**Problem:** Could you print exactly the lines of the listing below, starting at the line that has "of the ornamental" and ending at the line that has "the white front", and only those lines?
:: Data excerpts
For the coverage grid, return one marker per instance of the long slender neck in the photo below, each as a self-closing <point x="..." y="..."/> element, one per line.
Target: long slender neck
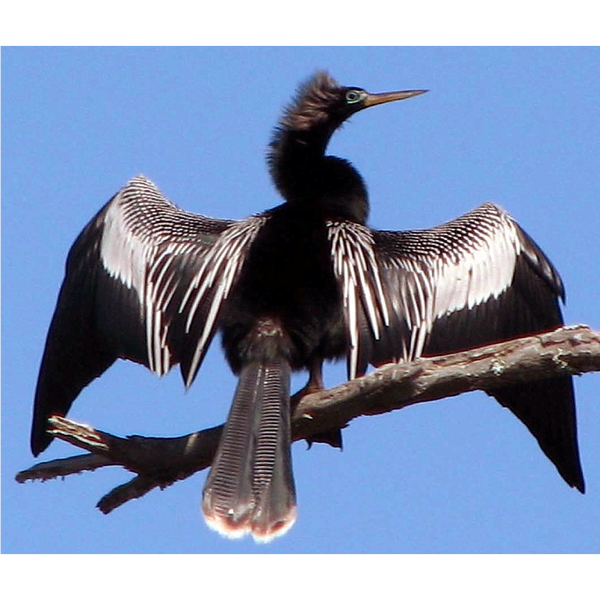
<point x="303" y="173"/>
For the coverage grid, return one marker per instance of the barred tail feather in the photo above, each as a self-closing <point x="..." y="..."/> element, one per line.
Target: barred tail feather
<point x="250" y="487"/>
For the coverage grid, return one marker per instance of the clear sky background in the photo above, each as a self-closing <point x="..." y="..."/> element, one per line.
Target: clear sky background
<point x="518" y="125"/>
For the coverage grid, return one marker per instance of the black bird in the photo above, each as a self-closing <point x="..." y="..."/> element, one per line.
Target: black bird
<point x="301" y="283"/>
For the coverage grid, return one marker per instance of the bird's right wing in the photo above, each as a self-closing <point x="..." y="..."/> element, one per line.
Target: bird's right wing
<point x="144" y="281"/>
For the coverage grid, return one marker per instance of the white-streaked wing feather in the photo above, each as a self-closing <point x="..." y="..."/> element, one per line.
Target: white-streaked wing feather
<point x="145" y="281"/>
<point x="402" y="284"/>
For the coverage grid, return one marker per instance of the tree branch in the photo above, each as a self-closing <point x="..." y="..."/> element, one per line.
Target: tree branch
<point x="160" y="462"/>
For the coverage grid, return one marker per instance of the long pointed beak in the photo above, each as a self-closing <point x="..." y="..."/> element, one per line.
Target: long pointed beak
<point x="375" y="99"/>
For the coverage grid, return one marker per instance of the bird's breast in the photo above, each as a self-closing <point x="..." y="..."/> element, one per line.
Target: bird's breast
<point x="286" y="301"/>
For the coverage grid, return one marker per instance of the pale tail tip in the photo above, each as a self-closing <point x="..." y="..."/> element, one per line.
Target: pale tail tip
<point x="260" y="532"/>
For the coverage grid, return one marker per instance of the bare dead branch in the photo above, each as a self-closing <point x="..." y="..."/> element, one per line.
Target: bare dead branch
<point x="159" y="462"/>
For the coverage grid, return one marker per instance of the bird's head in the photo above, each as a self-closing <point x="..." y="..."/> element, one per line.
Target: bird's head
<point x="322" y="104"/>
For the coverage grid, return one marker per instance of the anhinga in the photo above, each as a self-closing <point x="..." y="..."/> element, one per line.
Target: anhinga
<point x="301" y="283"/>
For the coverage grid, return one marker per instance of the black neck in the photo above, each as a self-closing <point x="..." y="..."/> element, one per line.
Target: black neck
<point x="302" y="173"/>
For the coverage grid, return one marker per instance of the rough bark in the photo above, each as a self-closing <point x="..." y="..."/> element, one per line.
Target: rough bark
<point x="159" y="462"/>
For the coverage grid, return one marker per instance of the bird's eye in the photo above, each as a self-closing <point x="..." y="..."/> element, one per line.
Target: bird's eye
<point x="354" y="96"/>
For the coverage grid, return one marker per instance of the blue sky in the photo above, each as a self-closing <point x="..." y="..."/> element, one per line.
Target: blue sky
<point x="518" y="125"/>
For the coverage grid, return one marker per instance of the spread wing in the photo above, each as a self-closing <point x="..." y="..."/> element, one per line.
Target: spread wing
<point x="144" y="281"/>
<point x="473" y="281"/>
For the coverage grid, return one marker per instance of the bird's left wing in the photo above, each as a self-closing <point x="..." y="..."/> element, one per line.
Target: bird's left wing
<point x="144" y="281"/>
<point x="475" y="280"/>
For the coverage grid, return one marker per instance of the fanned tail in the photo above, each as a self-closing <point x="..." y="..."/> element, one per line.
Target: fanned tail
<point x="250" y="487"/>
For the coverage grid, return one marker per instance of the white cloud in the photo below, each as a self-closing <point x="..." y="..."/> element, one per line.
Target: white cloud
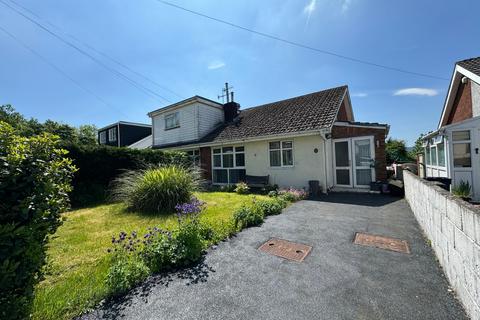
<point x="217" y="64"/>
<point x="346" y="5"/>
<point x="416" y="92"/>
<point x="360" y="94"/>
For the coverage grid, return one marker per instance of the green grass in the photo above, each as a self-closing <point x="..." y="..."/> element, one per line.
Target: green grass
<point x="77" y="257"/>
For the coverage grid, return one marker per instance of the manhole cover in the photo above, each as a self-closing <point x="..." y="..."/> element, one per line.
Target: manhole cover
<point x="386" y="243"/>
<point x="286" y="249"/>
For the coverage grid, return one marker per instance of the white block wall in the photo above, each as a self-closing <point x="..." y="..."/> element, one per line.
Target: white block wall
<point x="453" y="227"/>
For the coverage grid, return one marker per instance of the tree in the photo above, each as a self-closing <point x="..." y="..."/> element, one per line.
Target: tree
<point x="418" y="147"/>
<point x="396" y="151"/>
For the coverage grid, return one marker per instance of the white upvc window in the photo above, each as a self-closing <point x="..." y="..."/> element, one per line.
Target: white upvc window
<point x="281" y="153"/>
<point x="194" y="156"/>
<point x="172" y="121"/>
<point x="112" y="134"/>
<point x="103" y="137"/>
<point x="461" y="143"/>
<point x="228" y="165"/>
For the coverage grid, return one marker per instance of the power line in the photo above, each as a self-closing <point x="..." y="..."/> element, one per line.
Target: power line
<point x="105" y="55"/>
<point x="301" y="45"/>
<point x="63" y="73"/>
<point x="108" y="68"/>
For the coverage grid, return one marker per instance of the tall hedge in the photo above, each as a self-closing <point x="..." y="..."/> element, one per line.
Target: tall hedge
<point x="35" y="180"/>
<point x="100" y="165"/>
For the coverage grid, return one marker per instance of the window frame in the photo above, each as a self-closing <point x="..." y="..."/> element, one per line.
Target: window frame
<point x="176" y="116"/>
<point x="281" y="149"/>
<point x="112" y="134"/>
<point x="102" y="137"/>
<point x="454" y="142"/>
<point x="234" y="152"/>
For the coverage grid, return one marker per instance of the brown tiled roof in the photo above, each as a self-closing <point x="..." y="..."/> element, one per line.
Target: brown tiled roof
<point x="312" y="111"/>
<point x="472" y="65"/>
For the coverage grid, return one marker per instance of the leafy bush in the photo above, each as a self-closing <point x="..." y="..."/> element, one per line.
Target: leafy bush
<point x="463" y="189"/>
<point x="127" y="269"/>
<point x="292" y="194"/>
<point x="159" y="250"/>
<point x="248" y="216"/>
<point x="156" y="189"/>
<point x="100" y="165"/>
<point x="35" y="178"/>
<point x="271" y="207"/>
<point x="241" y="188"/>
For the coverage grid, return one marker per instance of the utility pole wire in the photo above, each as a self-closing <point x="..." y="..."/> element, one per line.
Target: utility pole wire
<point x="301" y="45"/>
<point x="98" y="51"/>
<point x="105" y="66"/>
<point x="63" y="73"/>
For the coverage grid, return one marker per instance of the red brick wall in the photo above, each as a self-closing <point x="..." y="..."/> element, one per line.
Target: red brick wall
<point x="462" y="105"/>
<point x="339" y="132"/>
<point x="206" y="163"/>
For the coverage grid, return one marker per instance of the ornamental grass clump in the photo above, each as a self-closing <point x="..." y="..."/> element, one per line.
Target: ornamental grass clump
<point x="156" y="189"/>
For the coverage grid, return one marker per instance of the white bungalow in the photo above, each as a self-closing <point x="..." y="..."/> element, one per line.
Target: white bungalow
<point x="452" y="150"/>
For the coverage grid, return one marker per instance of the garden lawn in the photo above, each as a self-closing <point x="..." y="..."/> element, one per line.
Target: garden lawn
<point x="77" y="256"/>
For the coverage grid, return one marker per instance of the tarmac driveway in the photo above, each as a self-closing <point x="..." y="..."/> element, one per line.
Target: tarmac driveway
<point x="337" y="280"/>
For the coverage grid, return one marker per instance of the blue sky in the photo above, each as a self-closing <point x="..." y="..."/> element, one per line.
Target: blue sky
<point x="191" y="55"/>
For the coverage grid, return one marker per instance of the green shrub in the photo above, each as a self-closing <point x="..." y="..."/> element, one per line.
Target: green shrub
<point x="35" y="178"/>
<point x="248" y="216"/>
<point x="125" y="273"/>
<point x="242" y="188"/>
<point x="100" y="165"/>
<point x="156" y="189"/>
<point x="271" y="207"/>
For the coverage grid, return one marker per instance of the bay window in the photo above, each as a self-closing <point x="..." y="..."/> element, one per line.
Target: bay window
<point x="281" y="153"/>
<point x="461" y="149"/>
<point x="228" y="165"/>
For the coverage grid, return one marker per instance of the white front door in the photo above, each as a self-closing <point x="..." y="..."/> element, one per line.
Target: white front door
<point x="363" y="169"/>
<point x="342" y="156"/>
<point x="353" y="160"/>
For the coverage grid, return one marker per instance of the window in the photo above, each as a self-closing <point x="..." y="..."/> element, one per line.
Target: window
<point x="433" y="155"/>
<point x="103" y="137"/>
<point x="194" y="156"/>
<point x="281" y="153"/>
<point x="172" y="121"/>
<point x="228" y="165"/>
<point x="427" y="155"/>
<point x="112" y="134"/>
<point x="461" y="149"/>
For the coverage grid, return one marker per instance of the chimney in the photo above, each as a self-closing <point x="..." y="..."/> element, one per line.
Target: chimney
<point x="230" y="110"/>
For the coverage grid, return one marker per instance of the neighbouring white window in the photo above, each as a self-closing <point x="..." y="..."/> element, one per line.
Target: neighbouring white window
<point x="103" y="137"/>
<point x="112" y="134"/>
<point x="172" y="121"/>
<point x="462" y="157"/>
<point x="194" y="156"/>
<point x="281" y="153"/>
<point x="228" y="165"/>
<point x="441" y="154"/>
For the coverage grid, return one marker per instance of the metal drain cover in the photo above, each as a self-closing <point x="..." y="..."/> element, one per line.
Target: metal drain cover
<point x="286" y="249"/>
<point x="370" y="240"/>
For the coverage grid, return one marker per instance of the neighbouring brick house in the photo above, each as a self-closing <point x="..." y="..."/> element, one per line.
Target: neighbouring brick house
<point x="310" y="137"/>
<point x="452" y="150"/>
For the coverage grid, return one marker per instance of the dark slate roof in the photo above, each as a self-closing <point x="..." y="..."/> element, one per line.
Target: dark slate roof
<point x="472" y="65"/>
<point x="312" y="111"/>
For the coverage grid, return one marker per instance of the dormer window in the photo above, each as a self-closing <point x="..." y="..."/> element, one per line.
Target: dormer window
<point x="172" y="121"/>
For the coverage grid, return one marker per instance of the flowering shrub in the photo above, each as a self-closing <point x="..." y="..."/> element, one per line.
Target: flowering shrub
<point x="242" y="188"/>
<point x="292" y="194"/>
<point x="158" y="250"/>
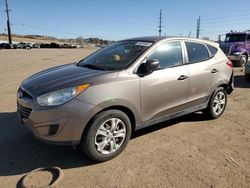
::::
**Result:**
For the coverage grid, return one marker per instance of the ornamental grass clump in the photo above, each as a self-closing <point x="..." y="..."/> element, one per line.
Target: ornamental grass clump
<point x="156" y="189"/>
For the coverage grid, return one marker per instance of the white bungalow in the photo above, each as a self-closing <point x="..." y="..."/> element, one per line.
Target: white bungalow
<point x="452" y="150"/>
For the coverage grid, return one marker per instance of the garden lawn in the photo above, each as a self-closing <point x="..." y="..."/> element, one per line.
Target: garden lawn
<point x="77" y="256"/>
For the coverage grid, return one marker per instance of the tarmac driveway in the photo above, each as a self-closing <point x="..." y="..."/> element, one per line.
Target: tarmac driveway
<point x="337" y="280"/>
For the coverage grid, return one marker per instance of the blue sky in the photo above, each as a self-closing <point x="..." y="..."/> element, one per line.
Target: blue sky
<point x="191" y="55"/>
For the coverage grid, return one marker per instance of the green shrub in the photo above, each as a self-closing <point x="..." y="..."/> element, one per line.
Target: green shrub
<point x="35" y="178"/>
<point x="248" y="216"/>
<point x="125" y="273"/>
<point x="242" y="188"/>
<point x="100" y="165"/>
<point x="156" y="189"/>
<point x="271" y="207"/>
For the coverage grid, return one marker per instance of the bay window in the photo above, each as a self-closing <point x="..." y="..."/> element, one per line.
Target: bay window
<point x="281" y="153"/>
<point x="461" y="149"/>
<point x="228" y="165"/>
For the coverage grid, return one marker per instance of the white front door in the photo above, each as a self-closing <point x="..." y="..."/> element, one per line.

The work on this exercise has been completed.